-- START OF Information shown --

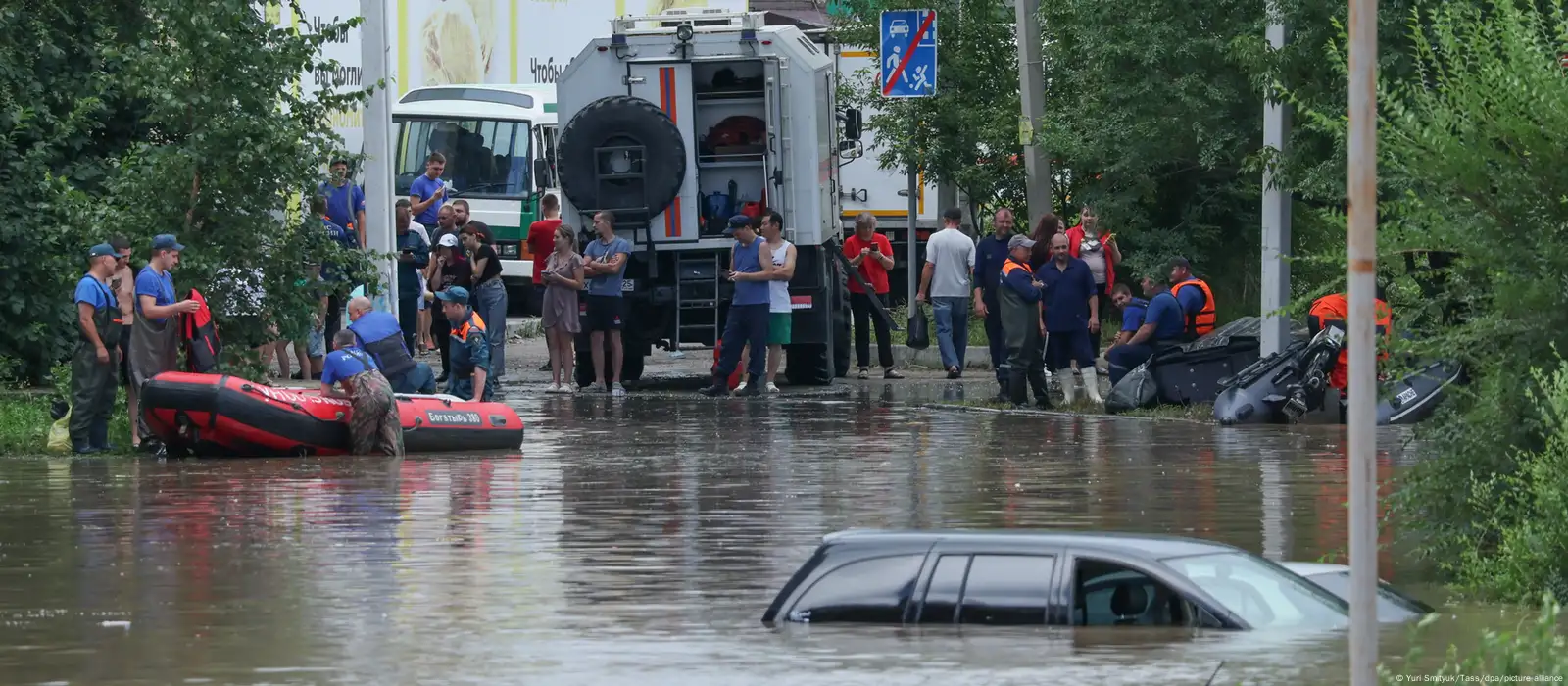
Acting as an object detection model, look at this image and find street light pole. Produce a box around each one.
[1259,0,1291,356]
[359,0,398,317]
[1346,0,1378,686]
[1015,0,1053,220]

-- END OF Information shown --
-- START OF Information shown --

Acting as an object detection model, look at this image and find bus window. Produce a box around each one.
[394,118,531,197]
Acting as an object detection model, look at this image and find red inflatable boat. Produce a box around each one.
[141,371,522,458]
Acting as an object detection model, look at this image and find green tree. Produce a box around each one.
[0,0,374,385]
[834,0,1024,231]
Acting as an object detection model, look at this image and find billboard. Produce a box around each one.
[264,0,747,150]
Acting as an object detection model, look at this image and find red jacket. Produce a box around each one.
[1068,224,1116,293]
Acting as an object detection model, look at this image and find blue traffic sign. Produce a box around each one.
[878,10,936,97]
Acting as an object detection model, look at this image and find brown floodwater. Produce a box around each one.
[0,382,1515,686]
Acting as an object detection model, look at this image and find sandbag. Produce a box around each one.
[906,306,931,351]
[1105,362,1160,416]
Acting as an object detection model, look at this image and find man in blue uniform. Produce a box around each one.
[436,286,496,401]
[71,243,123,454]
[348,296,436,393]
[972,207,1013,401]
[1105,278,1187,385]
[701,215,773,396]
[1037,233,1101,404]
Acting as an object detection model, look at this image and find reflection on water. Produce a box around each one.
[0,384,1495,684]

-- END OF Information shown --
-- START OF Information shown --

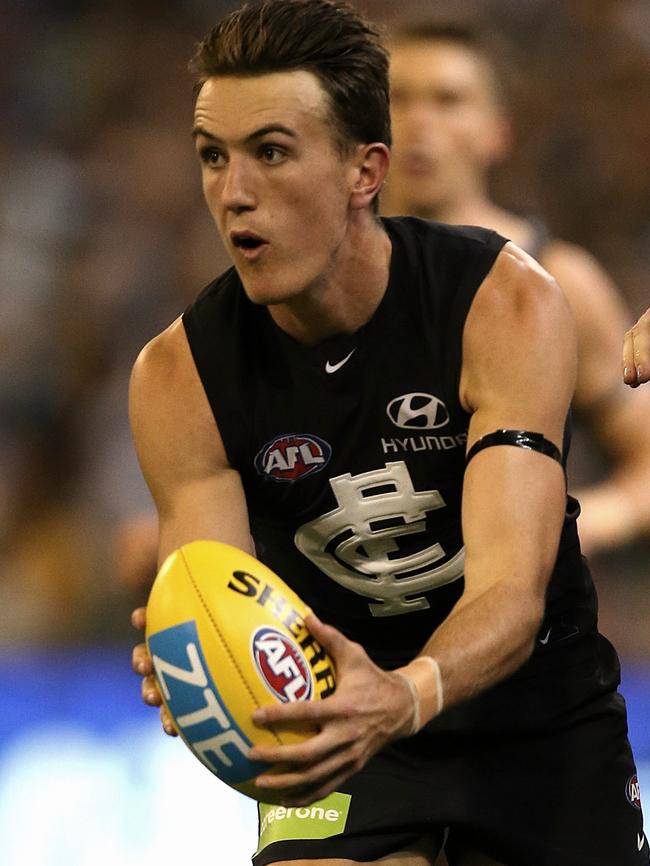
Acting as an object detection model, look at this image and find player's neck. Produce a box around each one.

-- END OF Information shown --

• [Your task]
Extract each line of the items above that contains the word "blue".

• [Task response]
Acting as an object detection model, look at this image and find blue traffic sign. Produce a box around each one.
Acting as an object detection model, look at this image and find man in blue uniform. Produce a box around each one.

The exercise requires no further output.